* _SHORT EXERCISE_
Please render the rows below as a numbered list, from the line containing "Given the sports footage frame above, pinpoint the security" through the end of the rows, both ends included and blank lines left out.

^^^^^^^^^^^^^^^^

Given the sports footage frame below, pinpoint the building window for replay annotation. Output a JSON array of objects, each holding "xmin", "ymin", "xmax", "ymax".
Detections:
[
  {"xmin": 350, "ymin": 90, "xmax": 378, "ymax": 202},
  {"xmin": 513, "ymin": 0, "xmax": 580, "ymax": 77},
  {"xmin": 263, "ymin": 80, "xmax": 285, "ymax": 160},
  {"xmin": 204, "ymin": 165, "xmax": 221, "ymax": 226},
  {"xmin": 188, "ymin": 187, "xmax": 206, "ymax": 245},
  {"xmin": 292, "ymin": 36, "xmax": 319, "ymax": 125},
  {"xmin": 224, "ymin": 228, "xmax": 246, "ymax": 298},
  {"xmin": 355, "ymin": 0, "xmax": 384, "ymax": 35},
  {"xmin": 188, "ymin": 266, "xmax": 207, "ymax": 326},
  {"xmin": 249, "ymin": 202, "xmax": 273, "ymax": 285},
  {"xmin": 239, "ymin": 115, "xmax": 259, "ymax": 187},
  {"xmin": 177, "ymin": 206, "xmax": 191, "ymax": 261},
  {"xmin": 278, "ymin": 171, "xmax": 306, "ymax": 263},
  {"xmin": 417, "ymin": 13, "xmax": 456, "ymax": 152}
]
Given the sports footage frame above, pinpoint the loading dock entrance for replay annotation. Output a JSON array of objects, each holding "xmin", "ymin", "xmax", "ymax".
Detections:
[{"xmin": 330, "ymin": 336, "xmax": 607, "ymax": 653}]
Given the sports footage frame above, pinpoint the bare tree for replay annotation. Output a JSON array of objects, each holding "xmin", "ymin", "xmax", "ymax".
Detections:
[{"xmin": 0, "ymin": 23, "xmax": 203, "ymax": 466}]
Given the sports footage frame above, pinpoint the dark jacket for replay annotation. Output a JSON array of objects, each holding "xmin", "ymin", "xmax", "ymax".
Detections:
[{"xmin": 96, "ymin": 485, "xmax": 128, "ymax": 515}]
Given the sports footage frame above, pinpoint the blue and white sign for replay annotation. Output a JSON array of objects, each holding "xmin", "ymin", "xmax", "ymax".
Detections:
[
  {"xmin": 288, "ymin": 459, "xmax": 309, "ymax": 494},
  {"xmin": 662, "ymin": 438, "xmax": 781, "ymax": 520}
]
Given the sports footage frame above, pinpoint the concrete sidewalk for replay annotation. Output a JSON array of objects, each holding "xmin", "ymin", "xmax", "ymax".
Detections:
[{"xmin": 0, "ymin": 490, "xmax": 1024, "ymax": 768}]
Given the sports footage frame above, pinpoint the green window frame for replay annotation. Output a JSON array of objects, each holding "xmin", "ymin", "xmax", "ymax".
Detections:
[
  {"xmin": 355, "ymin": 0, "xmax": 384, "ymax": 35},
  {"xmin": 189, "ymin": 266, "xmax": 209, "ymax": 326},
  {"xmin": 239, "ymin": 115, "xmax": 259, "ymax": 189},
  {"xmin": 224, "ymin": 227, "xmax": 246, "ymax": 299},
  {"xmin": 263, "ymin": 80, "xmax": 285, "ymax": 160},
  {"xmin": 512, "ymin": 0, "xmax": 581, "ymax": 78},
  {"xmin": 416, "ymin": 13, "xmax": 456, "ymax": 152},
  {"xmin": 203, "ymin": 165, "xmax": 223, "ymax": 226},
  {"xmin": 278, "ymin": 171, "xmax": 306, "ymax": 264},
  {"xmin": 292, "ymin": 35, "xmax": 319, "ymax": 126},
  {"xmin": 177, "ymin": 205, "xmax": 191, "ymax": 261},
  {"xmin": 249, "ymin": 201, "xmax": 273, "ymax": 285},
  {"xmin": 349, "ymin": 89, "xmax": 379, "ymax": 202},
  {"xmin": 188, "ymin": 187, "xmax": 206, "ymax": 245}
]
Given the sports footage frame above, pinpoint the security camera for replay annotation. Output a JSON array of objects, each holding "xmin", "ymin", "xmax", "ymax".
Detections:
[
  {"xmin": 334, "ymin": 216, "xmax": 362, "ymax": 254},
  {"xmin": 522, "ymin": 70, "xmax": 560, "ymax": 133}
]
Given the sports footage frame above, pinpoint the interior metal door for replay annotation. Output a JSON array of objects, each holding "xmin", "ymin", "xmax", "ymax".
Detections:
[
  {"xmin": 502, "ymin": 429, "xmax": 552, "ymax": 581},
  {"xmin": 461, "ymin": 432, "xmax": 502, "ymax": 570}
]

^^^^^^^^^^^^^^^^

* _THE RESULT_
1. Given the sports footage frame above, pinpoint the security camera for replay annotation. Output a JSON array of objects, each holding "xmin", "ymin", "xmax", "ymax".
2. Detections:
3. [
4.   {"xmin": 334, "ymin": 216, "xmax": 362, "ymax": 254},
5.   {"xmin": 522, "ymin": 70, "xmax": 560, "ymax": 133}
6. ]
7. Given the sports footage frame above, pinpoint the interior metal door for replay annotation. Output a JSON array of objects, each holding "xmin", "ymin", "xmax", "ymax".
8. Detections:
9. [
10.   {"xmin": 502, "ymin": 429, "xmax": 552, "ymax": 581},
11.   {"xmin": 461, "ymin": 432, "xmax": 502, "ymax": 570}
12. ]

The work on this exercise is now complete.